**STORED ROWS**

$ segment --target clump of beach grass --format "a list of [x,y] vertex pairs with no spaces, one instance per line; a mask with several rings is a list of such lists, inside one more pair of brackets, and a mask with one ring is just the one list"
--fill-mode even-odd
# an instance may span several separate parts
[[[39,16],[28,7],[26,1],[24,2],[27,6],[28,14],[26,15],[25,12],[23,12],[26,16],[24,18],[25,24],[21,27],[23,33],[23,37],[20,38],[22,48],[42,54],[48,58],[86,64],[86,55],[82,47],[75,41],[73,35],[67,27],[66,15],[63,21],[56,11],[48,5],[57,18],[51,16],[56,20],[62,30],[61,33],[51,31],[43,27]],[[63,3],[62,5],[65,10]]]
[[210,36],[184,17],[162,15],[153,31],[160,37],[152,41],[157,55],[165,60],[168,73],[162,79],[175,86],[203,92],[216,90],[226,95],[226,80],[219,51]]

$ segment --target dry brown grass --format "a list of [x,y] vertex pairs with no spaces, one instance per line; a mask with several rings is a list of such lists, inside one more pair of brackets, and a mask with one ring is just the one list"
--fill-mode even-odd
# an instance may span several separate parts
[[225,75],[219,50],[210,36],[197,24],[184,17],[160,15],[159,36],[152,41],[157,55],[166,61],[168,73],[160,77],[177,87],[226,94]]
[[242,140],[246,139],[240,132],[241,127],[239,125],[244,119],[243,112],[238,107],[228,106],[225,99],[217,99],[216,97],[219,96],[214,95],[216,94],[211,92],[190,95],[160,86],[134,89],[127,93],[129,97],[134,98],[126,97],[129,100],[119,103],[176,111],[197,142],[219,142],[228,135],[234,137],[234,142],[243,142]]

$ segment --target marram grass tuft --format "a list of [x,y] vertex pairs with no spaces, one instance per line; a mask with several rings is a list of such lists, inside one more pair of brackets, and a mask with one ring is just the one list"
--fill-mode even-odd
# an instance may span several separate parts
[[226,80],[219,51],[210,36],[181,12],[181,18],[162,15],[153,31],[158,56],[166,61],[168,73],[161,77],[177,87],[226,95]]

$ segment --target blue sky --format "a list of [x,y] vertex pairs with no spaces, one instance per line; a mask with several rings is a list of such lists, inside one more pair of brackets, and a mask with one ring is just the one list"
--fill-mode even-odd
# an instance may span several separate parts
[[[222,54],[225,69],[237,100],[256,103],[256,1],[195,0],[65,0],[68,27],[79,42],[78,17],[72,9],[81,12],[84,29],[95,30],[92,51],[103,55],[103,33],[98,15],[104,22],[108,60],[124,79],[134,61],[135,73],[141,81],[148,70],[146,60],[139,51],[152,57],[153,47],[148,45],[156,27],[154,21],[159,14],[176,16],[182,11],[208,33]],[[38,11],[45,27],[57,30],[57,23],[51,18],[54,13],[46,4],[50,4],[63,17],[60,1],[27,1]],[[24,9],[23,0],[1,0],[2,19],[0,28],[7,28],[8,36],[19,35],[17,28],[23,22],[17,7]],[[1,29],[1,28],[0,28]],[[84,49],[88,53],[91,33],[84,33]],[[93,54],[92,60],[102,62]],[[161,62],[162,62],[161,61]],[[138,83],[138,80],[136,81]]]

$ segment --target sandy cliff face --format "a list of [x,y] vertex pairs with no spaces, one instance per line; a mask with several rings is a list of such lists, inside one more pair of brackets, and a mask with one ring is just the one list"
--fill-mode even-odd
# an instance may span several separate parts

**YOUR INSTRUCTIONS**
Render the stretch from the line containing "segment --target sandy" through the final line above as a Markdown table with the columns Row and Line, giving each line its row number and leaving out blank lines.

**ANSWER TO THIS PROBLEM**
| Row | Line |
|---|---|
| 1 | $ segment --target sandy cliff face --format "a list of [x,y] vertex pairs with no spaces, one instance per line; a mask with several rings is a list of such lists, inside one more pair of brackets, and a mask with one ring is just the one list" |
| 2 | --fill-mode even-odd |
| 3 | # an instance may span several separate parts |